>> begin Data
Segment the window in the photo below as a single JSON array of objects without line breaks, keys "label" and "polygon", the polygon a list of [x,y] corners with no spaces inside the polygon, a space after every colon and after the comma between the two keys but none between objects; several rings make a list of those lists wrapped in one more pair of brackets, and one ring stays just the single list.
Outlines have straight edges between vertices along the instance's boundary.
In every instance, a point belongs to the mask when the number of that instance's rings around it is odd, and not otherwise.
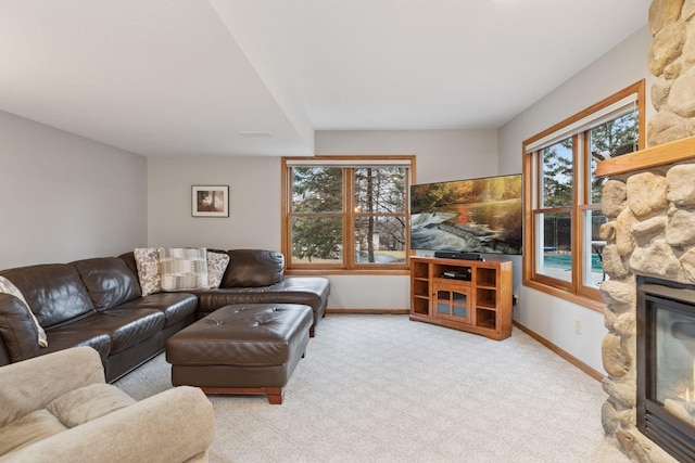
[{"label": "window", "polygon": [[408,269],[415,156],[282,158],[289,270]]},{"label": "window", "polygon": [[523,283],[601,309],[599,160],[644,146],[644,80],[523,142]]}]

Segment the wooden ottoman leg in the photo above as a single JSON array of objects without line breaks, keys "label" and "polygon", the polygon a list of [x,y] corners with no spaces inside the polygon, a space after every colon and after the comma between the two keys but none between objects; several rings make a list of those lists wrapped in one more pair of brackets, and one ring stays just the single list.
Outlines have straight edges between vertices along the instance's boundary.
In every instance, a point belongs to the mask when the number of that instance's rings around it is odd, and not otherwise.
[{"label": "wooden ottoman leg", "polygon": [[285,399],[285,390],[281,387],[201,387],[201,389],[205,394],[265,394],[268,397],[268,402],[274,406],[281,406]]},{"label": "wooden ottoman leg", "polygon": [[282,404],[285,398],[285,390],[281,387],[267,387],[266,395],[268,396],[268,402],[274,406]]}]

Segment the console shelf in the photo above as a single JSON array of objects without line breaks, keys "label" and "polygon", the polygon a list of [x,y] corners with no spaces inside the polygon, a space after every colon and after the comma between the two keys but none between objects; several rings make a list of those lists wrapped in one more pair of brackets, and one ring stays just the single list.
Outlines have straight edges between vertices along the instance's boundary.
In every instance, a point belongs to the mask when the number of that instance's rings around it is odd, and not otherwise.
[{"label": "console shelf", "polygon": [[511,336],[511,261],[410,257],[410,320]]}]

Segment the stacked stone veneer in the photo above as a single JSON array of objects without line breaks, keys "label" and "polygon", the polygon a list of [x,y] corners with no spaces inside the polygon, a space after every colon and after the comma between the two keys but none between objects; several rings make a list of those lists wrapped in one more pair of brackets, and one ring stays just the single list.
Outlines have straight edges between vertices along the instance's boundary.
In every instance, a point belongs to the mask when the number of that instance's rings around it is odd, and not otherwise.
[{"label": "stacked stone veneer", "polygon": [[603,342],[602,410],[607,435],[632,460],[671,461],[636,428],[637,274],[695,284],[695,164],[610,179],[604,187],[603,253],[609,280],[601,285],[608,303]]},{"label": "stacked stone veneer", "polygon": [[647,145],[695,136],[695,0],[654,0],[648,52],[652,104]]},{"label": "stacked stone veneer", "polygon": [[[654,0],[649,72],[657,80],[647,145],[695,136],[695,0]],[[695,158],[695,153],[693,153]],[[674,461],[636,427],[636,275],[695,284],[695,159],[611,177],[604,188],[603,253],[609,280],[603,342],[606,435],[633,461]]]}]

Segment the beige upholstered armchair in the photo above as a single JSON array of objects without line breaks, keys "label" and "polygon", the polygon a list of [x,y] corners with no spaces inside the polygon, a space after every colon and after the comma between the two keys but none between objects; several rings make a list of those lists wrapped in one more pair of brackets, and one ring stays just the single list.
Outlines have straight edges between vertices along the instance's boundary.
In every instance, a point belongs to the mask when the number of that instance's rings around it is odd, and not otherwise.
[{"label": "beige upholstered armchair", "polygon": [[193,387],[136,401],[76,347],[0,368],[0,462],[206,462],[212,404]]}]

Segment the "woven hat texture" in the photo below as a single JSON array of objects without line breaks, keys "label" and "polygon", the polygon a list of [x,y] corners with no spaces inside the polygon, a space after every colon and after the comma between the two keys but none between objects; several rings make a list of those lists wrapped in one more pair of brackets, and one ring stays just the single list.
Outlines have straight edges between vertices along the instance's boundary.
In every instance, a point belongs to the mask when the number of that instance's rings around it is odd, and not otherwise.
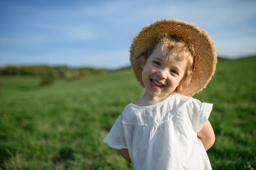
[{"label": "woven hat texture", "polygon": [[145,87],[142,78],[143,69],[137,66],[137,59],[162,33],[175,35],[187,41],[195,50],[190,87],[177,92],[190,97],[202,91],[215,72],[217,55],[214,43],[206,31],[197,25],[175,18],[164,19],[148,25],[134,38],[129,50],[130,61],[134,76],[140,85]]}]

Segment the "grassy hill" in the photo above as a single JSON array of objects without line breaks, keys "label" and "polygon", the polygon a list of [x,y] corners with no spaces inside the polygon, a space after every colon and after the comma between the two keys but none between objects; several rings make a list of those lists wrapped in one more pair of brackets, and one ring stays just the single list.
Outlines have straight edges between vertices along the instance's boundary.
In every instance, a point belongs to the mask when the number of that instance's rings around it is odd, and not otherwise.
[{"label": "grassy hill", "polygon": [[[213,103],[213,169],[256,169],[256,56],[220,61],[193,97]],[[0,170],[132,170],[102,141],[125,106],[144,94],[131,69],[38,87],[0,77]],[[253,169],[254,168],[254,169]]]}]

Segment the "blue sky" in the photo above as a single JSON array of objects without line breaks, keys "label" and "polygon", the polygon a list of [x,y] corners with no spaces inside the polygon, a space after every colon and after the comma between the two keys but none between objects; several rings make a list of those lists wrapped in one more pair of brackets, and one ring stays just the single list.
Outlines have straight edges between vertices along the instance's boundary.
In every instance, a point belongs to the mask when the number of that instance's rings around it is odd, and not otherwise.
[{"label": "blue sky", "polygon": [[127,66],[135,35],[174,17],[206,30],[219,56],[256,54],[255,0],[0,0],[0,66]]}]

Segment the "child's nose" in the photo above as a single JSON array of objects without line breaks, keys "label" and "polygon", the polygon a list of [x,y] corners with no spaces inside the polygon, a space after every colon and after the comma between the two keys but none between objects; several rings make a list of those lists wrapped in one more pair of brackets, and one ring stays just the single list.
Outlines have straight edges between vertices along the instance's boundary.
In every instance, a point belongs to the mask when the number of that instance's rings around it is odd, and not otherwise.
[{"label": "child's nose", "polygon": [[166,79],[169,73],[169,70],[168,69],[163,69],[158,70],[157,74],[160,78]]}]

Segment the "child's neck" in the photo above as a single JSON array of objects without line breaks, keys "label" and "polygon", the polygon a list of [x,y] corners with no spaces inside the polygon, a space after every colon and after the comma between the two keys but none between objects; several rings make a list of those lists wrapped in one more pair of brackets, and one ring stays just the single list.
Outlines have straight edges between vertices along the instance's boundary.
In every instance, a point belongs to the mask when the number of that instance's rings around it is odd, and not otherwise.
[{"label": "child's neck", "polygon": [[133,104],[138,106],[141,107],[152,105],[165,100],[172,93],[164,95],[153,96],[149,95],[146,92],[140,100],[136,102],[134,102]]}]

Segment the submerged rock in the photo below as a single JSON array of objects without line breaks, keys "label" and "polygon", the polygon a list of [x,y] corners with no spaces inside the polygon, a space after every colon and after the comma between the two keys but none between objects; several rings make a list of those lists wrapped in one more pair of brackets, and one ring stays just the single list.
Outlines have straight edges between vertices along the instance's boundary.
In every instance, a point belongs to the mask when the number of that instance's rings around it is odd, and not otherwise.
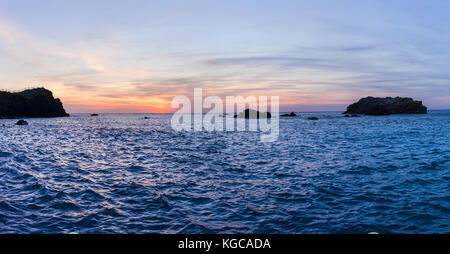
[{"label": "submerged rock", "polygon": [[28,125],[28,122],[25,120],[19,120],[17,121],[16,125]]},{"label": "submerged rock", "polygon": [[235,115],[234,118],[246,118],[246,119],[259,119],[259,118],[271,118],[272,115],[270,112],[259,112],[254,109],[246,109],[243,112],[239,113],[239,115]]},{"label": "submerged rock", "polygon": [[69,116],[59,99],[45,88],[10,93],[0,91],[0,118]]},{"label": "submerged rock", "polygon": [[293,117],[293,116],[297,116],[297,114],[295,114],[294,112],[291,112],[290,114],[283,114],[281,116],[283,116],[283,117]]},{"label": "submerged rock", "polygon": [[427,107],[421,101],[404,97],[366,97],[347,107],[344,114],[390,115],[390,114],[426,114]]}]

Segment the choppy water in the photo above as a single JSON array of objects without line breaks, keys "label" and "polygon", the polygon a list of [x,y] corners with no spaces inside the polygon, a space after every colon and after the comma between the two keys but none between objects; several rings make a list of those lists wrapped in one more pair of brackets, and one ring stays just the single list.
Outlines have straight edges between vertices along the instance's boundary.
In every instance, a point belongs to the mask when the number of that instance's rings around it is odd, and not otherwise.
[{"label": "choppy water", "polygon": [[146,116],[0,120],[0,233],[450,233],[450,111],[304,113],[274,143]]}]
>> end Data
>> begin Data
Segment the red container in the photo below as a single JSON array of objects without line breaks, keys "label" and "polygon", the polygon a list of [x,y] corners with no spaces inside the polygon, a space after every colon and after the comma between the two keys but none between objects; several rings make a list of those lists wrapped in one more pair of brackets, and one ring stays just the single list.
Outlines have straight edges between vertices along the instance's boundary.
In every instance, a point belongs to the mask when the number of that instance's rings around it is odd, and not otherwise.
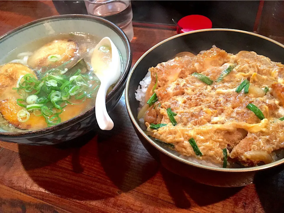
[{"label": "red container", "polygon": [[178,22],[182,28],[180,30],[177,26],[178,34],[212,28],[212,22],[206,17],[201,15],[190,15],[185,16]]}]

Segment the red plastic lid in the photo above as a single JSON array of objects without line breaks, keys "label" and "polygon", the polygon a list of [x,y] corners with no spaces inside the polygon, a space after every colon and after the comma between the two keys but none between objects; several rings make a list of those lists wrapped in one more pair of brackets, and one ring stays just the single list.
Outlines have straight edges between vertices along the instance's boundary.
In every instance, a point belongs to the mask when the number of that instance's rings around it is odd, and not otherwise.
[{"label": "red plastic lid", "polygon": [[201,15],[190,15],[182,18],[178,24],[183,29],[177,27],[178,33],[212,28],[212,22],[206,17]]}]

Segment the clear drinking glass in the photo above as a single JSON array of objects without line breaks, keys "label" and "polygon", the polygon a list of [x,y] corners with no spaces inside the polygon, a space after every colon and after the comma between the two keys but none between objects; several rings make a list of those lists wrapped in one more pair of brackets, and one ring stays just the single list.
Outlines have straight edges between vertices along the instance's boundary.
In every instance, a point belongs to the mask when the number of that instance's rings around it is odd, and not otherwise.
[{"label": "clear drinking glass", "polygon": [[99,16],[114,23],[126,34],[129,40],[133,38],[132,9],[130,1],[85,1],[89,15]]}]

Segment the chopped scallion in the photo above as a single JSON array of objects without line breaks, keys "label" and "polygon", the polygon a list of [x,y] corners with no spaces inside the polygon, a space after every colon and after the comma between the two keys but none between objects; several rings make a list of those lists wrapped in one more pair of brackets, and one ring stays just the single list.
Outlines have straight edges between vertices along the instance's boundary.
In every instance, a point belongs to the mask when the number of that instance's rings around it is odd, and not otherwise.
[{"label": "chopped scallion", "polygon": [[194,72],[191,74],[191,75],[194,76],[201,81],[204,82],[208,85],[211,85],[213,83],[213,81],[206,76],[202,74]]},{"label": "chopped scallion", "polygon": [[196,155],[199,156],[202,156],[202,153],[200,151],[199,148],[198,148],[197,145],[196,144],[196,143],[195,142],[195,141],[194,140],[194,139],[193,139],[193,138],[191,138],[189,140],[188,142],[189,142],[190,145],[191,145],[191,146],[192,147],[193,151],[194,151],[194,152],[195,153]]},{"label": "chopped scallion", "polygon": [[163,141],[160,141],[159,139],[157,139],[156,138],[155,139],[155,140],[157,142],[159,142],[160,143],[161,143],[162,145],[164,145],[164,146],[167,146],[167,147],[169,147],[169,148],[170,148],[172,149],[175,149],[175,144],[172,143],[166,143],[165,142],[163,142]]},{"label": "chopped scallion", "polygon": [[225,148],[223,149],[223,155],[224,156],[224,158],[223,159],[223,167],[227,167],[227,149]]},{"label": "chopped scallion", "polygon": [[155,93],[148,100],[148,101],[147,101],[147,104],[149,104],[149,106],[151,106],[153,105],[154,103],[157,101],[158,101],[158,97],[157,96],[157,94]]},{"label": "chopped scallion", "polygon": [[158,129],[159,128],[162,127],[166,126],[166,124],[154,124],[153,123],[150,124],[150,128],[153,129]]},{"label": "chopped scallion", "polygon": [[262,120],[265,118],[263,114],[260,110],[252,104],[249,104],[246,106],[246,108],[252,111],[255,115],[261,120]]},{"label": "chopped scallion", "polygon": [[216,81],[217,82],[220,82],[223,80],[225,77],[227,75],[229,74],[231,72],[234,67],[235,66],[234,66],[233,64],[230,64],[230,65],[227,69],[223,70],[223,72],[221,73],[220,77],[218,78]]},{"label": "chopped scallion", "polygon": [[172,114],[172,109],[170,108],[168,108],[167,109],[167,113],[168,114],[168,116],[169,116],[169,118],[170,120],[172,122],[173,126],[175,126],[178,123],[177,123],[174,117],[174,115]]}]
>> end Data
>> begin Data
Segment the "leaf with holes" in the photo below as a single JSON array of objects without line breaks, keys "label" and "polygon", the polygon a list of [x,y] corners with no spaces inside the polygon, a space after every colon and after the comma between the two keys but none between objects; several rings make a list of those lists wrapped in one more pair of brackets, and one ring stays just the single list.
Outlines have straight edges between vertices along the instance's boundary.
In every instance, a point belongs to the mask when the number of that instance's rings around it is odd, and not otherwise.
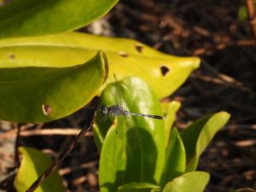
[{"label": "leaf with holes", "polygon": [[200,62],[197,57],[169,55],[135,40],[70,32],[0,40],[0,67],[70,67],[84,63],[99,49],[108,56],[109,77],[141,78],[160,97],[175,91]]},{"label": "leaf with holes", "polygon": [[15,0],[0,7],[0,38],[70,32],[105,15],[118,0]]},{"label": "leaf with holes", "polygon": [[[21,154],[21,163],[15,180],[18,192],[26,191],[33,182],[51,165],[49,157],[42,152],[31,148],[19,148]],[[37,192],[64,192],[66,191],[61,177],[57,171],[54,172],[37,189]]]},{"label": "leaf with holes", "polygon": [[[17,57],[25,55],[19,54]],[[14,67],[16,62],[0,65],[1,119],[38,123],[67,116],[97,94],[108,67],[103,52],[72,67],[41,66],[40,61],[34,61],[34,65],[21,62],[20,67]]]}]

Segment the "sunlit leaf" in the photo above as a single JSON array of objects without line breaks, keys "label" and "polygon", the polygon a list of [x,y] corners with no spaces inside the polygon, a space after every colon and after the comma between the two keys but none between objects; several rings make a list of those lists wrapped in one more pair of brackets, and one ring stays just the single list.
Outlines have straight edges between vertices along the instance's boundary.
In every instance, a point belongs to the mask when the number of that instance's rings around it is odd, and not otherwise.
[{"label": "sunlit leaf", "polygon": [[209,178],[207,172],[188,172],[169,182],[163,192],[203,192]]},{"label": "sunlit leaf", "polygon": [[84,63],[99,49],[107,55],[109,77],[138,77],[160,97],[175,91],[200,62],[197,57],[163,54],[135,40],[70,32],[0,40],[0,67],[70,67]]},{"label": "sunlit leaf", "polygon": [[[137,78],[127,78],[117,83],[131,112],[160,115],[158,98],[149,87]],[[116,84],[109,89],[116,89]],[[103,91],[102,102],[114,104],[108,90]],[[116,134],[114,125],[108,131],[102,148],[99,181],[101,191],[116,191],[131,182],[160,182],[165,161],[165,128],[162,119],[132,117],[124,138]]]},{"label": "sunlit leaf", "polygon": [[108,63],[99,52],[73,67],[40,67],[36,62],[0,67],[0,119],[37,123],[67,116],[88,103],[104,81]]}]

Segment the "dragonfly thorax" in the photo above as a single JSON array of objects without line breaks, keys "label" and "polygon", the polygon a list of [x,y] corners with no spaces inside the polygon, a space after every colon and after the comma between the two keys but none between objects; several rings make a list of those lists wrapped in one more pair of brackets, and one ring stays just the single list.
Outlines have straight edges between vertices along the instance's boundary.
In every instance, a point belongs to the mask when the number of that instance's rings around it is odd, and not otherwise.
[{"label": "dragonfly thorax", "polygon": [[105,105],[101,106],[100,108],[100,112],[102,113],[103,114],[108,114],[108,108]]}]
>> end Data
* Task instructions
Locate each line in the records above that contains the string "sunlit", and copy every such line in full. Matches must agree in case.

* Correct output
Segment the "sunlit leaf" in the photo above as a single JSON array of objects without line breaks, keys "label" and "polygon", the polygon a list of [x,y] corners with no spaces inside the polygon, a space after every colon and after the comma between the two keys but none between objects; several rings make a list of those lists wrapped in one more pair of brackets, and one ring stays just the single list.
[{"label": "sunlit leaf", "polygon": [[209,178],[207,172],[188,172],[169,182],[163,192],[203,192]]},{"label": "sunlit leaf", "polygon": [[84,63],[99,49],[107,55],[109,77],[138,77],[160,97],[175,91],[200,62],[197,57],[163,54],[135,40],[70,32],[0,40],[0,67],[70,67]]},{"label": "sunlit leaf", "polygon": [[[137,78],[127,78],[117,83],[131,112],[160,115],[158,98],[149,87]],[[116,84],[109,89],[116,89]],[[103,91],[102,102],[114,104],[108,90]],[[116,134],[114,125],[108,131],[102,148],[99,181],[101,191],[116,191],[131,182],[160,182],[165,161],[165,128],[162,119],[132,117],[124,138]]]},{"label": "sunlit leaf", "polygon": [[108,63],[99,52],[73,67],[40,67],[36,62],[0,67],[0,119],[37,123],[67,116],[88,103],[104,81]]}]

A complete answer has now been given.